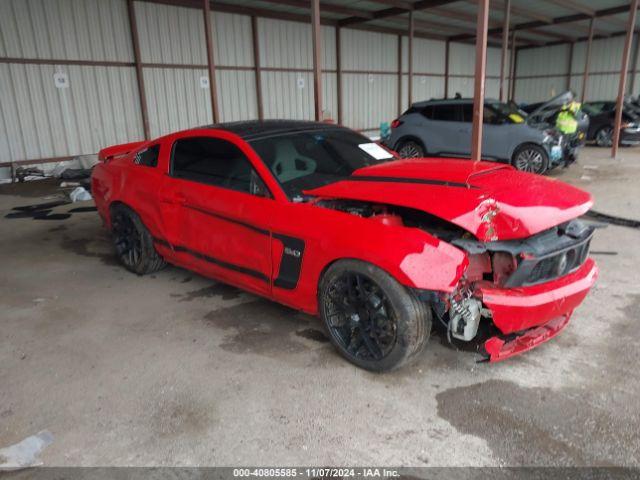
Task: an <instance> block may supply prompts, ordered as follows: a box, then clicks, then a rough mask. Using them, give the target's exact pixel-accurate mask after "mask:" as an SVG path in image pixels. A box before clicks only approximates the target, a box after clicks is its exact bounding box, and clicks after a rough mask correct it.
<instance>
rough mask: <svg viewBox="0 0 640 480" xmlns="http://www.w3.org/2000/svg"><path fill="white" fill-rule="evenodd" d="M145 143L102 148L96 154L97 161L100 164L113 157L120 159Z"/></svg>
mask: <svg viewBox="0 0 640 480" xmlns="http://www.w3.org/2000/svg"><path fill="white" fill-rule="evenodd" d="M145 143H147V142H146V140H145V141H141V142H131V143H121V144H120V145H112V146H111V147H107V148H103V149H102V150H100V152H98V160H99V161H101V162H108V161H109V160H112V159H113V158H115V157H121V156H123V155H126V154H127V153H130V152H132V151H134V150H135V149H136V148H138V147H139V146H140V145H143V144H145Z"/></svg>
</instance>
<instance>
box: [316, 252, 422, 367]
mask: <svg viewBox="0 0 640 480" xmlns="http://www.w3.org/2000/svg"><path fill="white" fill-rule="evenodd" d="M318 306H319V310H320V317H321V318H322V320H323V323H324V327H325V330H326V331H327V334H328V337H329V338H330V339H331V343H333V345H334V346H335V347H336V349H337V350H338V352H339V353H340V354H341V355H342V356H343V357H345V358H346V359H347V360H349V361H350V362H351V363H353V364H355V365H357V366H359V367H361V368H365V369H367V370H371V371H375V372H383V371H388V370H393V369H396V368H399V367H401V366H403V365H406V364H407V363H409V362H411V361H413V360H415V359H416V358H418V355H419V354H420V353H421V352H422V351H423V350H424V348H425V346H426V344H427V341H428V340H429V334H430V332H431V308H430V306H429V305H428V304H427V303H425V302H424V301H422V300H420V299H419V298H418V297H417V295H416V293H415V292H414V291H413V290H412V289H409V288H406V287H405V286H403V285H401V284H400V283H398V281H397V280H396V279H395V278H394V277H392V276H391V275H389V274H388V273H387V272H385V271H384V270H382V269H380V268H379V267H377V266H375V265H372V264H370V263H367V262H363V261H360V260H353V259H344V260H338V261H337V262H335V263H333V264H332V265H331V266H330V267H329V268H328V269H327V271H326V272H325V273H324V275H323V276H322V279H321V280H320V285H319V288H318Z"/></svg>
---
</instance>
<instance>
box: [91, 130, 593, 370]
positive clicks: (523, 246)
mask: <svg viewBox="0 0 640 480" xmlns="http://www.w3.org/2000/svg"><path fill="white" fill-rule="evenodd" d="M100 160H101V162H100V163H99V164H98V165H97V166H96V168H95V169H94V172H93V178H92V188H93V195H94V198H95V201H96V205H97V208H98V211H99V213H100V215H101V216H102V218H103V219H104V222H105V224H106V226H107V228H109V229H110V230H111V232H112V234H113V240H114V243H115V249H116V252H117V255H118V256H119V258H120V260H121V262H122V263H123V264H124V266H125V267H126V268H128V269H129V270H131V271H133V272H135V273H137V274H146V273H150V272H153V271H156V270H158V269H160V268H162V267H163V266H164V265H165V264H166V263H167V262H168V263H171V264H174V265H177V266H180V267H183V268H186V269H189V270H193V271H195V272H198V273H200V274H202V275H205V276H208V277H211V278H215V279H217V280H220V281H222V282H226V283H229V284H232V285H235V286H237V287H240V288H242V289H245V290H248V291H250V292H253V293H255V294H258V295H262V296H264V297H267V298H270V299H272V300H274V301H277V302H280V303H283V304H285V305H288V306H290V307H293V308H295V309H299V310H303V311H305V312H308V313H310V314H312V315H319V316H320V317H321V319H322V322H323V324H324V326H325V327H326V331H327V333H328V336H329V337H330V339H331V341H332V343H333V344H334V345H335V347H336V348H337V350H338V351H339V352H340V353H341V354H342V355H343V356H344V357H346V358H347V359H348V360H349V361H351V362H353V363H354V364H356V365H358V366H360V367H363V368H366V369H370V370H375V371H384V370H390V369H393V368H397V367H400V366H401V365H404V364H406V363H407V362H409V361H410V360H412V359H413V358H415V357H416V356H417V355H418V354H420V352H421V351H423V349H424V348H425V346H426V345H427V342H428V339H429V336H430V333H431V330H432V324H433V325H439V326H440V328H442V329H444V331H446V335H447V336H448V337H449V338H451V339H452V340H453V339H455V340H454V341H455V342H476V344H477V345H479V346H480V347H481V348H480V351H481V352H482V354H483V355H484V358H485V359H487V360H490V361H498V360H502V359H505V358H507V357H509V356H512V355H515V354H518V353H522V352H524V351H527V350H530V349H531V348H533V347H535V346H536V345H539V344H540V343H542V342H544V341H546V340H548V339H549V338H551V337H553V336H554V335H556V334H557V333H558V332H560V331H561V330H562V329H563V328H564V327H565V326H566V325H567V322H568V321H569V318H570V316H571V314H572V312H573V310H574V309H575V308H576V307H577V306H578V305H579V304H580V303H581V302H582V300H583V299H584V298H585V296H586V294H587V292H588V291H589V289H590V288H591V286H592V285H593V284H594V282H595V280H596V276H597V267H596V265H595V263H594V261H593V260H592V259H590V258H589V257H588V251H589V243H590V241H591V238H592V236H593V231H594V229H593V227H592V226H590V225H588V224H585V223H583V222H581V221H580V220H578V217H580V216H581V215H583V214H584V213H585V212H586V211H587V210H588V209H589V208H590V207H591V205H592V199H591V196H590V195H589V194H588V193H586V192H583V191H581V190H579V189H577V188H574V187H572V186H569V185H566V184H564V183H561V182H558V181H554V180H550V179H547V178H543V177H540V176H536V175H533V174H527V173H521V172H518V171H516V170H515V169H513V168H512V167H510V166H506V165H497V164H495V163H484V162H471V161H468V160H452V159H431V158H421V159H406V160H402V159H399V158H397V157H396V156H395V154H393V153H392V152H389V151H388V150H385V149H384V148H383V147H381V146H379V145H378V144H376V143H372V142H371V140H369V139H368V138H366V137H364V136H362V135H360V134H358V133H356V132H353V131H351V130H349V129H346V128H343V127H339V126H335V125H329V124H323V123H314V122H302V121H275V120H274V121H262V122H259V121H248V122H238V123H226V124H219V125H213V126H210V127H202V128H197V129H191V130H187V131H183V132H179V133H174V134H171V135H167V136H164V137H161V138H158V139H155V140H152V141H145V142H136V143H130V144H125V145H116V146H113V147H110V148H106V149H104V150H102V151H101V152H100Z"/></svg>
* * *
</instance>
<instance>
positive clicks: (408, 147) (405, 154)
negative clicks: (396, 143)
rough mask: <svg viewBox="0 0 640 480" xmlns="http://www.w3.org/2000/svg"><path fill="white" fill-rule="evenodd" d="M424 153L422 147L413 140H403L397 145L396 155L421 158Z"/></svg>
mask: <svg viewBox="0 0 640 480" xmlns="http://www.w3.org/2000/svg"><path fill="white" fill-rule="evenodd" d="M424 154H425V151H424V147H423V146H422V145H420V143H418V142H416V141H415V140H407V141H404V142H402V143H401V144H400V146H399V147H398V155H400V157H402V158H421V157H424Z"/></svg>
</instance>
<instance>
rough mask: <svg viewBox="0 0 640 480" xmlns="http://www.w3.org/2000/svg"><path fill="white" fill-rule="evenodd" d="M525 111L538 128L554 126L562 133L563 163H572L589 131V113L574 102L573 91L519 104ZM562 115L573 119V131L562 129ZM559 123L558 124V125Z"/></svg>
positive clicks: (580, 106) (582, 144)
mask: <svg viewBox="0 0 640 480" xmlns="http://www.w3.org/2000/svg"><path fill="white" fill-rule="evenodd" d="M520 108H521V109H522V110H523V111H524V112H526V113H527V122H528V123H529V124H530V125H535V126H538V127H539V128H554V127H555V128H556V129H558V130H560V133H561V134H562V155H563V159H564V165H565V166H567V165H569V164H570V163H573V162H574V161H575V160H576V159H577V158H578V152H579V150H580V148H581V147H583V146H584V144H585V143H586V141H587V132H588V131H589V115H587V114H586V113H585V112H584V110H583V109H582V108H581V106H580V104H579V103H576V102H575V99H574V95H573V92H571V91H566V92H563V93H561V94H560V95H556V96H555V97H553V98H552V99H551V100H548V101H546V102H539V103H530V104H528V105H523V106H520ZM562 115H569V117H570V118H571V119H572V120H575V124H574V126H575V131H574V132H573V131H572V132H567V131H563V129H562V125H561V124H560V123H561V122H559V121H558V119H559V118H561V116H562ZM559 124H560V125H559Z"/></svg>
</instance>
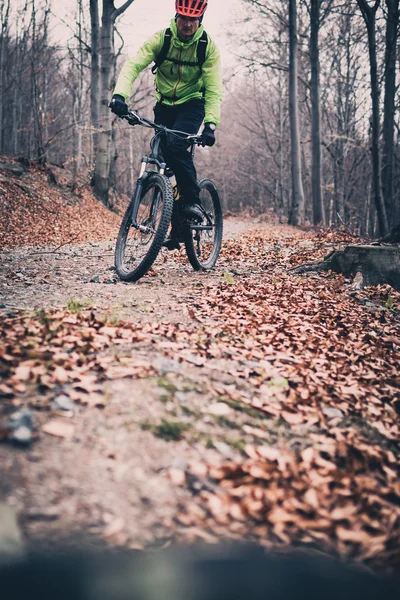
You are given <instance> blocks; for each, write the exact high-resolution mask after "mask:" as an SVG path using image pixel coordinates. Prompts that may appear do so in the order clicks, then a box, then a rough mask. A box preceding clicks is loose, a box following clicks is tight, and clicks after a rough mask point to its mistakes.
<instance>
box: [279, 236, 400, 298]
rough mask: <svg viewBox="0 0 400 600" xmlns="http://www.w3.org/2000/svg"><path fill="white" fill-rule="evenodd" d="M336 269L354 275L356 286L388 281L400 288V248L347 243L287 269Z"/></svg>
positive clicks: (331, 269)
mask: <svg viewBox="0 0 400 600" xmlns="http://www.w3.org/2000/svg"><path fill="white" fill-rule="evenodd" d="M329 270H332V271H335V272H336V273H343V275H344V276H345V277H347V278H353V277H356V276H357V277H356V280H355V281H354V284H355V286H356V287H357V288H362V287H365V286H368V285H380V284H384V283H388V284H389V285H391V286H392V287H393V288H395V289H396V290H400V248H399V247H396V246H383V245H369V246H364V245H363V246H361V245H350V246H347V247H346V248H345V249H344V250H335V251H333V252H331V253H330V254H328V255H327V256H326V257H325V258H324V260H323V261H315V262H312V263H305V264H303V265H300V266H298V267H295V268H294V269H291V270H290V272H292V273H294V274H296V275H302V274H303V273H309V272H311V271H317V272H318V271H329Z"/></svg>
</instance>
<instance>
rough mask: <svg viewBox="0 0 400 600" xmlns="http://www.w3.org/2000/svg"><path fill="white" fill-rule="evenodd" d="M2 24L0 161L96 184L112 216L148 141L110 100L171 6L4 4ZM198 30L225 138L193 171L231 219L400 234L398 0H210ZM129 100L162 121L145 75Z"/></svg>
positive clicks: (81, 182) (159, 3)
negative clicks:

» **Your instructions**:
Please return every line from the material above where the string "exact" occurs.

» **Written answer**:
Task: an <instance> block may supply prompts, ordered as follows: a box, then clicks, then a rough mask. Using them, give the target's exact pixel-accurate mask after "mask:" as an SVG path in image pixels. A box before clicks only approximates the target, a box after clicks is its exact bounding box, and clicks after a rough mask correct it.
You are given <instance> blocks; for each, write the exact high-resolution mask after "mask:" as an SVG path using image pixel coordinates. Prompts that may appear do so in the order clicks, then a box, then a rough mask. A box preceding clicks is loose, a box following clicks is tight, and clicks after a rough mask point to its mistakes.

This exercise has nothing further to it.